*** Opening The data ***

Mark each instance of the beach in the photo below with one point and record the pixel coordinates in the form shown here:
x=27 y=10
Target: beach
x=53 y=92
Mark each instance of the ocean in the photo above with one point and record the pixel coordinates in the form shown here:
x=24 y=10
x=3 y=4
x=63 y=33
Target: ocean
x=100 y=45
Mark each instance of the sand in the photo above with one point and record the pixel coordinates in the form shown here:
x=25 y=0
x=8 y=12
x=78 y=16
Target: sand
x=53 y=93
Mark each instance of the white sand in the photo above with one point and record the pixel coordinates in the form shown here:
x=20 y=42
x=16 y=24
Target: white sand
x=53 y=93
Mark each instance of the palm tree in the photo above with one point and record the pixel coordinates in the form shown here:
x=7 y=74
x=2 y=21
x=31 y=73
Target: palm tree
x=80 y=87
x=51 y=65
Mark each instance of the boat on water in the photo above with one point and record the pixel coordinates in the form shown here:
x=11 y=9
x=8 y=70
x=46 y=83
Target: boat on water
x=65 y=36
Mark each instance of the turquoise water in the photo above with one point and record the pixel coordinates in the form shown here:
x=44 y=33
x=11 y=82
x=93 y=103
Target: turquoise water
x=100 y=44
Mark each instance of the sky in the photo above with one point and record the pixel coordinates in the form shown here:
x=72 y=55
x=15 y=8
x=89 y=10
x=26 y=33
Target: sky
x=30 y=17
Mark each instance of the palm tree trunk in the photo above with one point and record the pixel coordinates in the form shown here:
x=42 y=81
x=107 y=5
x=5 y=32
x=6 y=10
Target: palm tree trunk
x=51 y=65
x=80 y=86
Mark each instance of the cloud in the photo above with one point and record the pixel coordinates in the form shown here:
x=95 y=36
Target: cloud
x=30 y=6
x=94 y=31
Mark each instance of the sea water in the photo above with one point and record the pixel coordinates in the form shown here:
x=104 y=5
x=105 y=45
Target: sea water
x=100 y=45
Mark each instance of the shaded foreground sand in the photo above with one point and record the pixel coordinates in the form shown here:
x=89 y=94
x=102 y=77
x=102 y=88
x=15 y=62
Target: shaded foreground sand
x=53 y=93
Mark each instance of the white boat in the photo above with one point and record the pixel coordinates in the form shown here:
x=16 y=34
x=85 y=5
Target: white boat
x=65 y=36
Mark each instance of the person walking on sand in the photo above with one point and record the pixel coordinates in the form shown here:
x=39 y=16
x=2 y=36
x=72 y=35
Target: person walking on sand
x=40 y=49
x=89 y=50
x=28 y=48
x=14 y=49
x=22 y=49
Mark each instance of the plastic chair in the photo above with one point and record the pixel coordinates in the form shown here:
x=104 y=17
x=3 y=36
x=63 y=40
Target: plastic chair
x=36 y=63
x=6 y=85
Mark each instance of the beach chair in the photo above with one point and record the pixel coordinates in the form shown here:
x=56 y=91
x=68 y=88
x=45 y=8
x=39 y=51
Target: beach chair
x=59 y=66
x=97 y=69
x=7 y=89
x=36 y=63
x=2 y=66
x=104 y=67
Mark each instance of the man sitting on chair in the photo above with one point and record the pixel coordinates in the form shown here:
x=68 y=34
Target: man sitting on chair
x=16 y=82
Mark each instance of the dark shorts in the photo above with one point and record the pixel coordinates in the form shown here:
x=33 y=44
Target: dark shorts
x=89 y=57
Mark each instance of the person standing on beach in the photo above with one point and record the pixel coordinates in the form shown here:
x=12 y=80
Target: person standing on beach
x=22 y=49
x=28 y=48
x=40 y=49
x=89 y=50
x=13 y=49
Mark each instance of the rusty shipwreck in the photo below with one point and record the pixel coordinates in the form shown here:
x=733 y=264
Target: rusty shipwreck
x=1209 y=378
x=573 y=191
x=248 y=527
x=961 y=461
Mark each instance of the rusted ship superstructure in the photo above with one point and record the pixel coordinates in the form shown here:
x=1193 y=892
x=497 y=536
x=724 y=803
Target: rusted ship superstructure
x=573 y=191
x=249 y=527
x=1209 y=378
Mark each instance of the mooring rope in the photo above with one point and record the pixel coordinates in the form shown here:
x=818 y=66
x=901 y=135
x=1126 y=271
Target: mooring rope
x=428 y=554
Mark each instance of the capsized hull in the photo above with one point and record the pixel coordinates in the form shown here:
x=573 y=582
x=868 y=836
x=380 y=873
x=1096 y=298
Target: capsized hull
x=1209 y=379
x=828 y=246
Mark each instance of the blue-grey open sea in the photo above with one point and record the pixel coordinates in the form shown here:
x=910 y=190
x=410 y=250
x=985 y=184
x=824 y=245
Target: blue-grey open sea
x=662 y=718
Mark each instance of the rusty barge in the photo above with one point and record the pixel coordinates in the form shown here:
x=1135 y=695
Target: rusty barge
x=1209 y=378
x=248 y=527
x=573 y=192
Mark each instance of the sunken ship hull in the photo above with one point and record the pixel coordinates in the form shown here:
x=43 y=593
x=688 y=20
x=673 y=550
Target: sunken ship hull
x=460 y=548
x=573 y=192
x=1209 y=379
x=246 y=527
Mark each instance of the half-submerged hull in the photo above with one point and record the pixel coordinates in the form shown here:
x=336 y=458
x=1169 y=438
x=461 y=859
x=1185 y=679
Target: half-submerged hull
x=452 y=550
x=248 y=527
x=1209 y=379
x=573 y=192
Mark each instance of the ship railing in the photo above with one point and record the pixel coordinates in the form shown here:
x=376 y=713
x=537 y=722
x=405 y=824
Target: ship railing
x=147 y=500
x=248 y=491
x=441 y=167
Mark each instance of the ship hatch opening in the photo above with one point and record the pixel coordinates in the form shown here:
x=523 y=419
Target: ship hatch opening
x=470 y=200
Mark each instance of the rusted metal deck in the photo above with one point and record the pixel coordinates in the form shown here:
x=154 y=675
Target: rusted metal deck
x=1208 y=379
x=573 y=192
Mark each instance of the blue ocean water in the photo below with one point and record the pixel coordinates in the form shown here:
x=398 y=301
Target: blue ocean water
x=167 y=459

*** Closing The data ***

• **Action item**: Beginning with the first line and ending with the last, restate the data word for word.

• **Result**:
Mark each instance of the beach in the photo below with one point and record the pixel coordinates in the form shown here:
x=27 y=10
Target: beach
x=53 y=92
Mark each instance of the ocean in the photo above with one point and record the pixel coordinates in the form shown here:
x=24 y=10
x=3 y=4
x=63 y=33
Target: ocean
x=100 y=45
Mark each instance of the sand in the photo above with one point and record the pixel coordinates in the form shown here:
x=25 y=0
x=8 y=12
x=78 y=16
Target: sand
x=53 y=93
Mark each instance of the white sand in the photo above with one point and record the pixel coordinates in the form shown here:
x=20 y=42
x=16 y=24
Target: white sand
x=53 y=93
Mark each instance of the palm tree in the photo above with one point and record the pixel coordinates in the form shown here:
x=7 y=74
x=2 y=21
x=31 y=73
Target: palm tree
x=80 y=87
x=51 y=65
Mark each instance of the boat on water in the photo above with one point and record the pixel coordinates in the form shown here:
x=11 y=9
x=8 y=70
x=46 y=83
Target: boat on water
x=65 y=36
Mark each instance of the turquoise water in the photo above with one point and record the pixel coordinates in the form shown here:
x=44 y=33
x=11 y=82
x=93 y=103
Target: turquoise water
x=100 y=44
Mark each instance of the sky in the photo above with one point and record the pixel coordinates in the form shown here:
x=72 y=55
x=15 y=8
x=89 y=10
x=26 y=33
Target: sky
x=30 y=17
Mark each instance of the palm tree trunk in the photo above with one point and record the pixel coordinates in the form shown here:
x=42 y=81
x=107 y=5
x=5 y=32
x=6 y=10
Target: palm tree trunk
x=51 y=65
x=80 y=86
Mark each instance of the cloud in the photo above with one point and record the pixel coordinates in the form shown here:
x=95 y=36
Target: cloud
x=30 y=6
x=94 y=31
Mark each instance of the sea water in the photo above with one point and record the pixel coordinates in the form shown here:
x=104 y=5
x=105 y=45
Target: sea water
x=100 y=45
Mark each instance of the shaded foreground sand in the photo above with one point and record the pixel coordinates in the form shown here:
x=89 y=94
x=102 y=77
x=102 y=88
x=15 y=62
Target: shaded foreground sand
x=53 y=93
Mark each instance of the white boat in the photo above with one point and record the pixel coordinates in the form shown here:
x=16 y=34
x=85 y=5
Target: white boat
x=65 y=36
Mark each instance of the person walking on sand in the photo above with one point and record the pixel coordinates in the form shown here:
x=39 y=16
x=2 y=36
x=72 y=35
Target: person walking on sand
x=40 y=49
x=89 y=50
x=28 y=48
x=14 y=49
x=22 y=49
Mark each instance of the plastic chair in the photo above with one point and record the pixel coordinates in the form shown here:
x=104 y=17
x=3 y=36
x=63 y=40
Target: plastic chair
x=36 y=63
x=6 y=85
Mark each instance of the beach chair in the photo above with one point and record the pixel coordinates in the form shown here:
x=56 y=91
x=68 y=88
x=45 y=8
x=39 y=51
Target: beach chair
x=59 y=66
x=97 y=69
x=7 y=89
x=36 y=63
x=2 y=66
x=104 y=67
Mark each instance of the man sitting on chair in the photo above with one point and record the pixel coordinates in the form shown here:
x=68 y=34
Target: man sitting on chair
x=16 y=82
Mark each instance of the dark shorts in the photo above with one point and record the pixel coordinates in the form shown here:
x=33 y=44
Target: dark shorts
x=89 y=57
Mark each instance of the person standing on beach in the photo above with one point and record the pixel coordinates in the form shown here:
x=12 y=80
Target: person standing on beach
x=22 y=49
x=28 y=48
x=40 y=49
x=89 y=50
x=13 y=49
Mark each instance of the rusty shipwreck in the photo below with one point and record the pixel coordinates in the form shown here:
x=733 y=264
Target: rusty shipwreck
x=1209 y=378
x=573 y=191
x=248 y=527
x=961 y=461
Mark each instance of the rusted ship superstructure in the photo above with one point and record the pixel coordinates in the form shown here:
x=1193 y=892
x=497 y=536
x=724 y=803
Target: rusted ship superstructure
x=573 y=191
x=249 y=527
x=1209 y=378
Mark each instance of the mooring rope in the photo above with one point and record the pixel coordinates in the form shown here:
x=818 y=66
x=901 y=135
x=1126 y=271
Target: mooring rope
x=428 y=554
Mark each instance of the capsized hull in the photo above with one point and record the pixel coordinates in the form shown here:
x=573 y=582
x=868 y=836
x=380 y=873
x=1096 y=298
Target: capsized hull
x=1209 y=379
x=828 y=246
Mark each instance of the blue-grey open sea in the photo above with one point and record the pixel coordinates in the form shown here:
x=910 y=190
x=410 y=250
x=985 y=184
x=824 y=245
Target: blue-grey open sea
x=662 y=718
Mark each instance of the rusty barge in the photo above with one point and record the pixel coordinates in the form shown here:
x=1135 y=695
Target: rusty barge
x=1209 y=378
x=248 y=527
x=573 y=192
Mark each instance of the sunken ship hull in the photo above with one point and record the pixel coordinates in the form shown here:
x=43 y=593
x=688 y=20
x=673 y=550
Target: sunken ship hull
x=460 y=548
x=573 y=192
x=1209 y=379
x=246 y=527
Mark each instance of the half-submerged hull in the photo above with one point and record the pixel coordinates in the form shown here:
x=336 y=458
x=1169 y=438
x=461 y=859
x=1185 y=679
Target: half-submerged hull
x=452 y=550
x=248 y=527
x=1209 y=379
x=573 y=192
Mark each instance of the ship railing in the photo above with one point and record the pixel coordinates in the form shown here:
x=376 y=713
x=537 y=722
x=405 y=824
Target: ship railing
x=147 y=500
x=248 y=491
x=441 y=167
Mark each instance of the ship hatch opening in the photo above with one point and record the pixel coordinates in the form shown here:
x=523 y=419
Target: ship hatch opening
x=470 y=200
Mark each instance of the rusted metal deck in the photo above with one point and record the pixel coordinates in the form shown here:
x=154 y=675
Target: rusted metal deck
x=1208 y=379
x=573 y=192
Mark each instance of the blue ocean water in the photo below with one point and record the pixel coordinates in the form shown here:
x=398 y=301
Target: blue ocean water
x=167 y=459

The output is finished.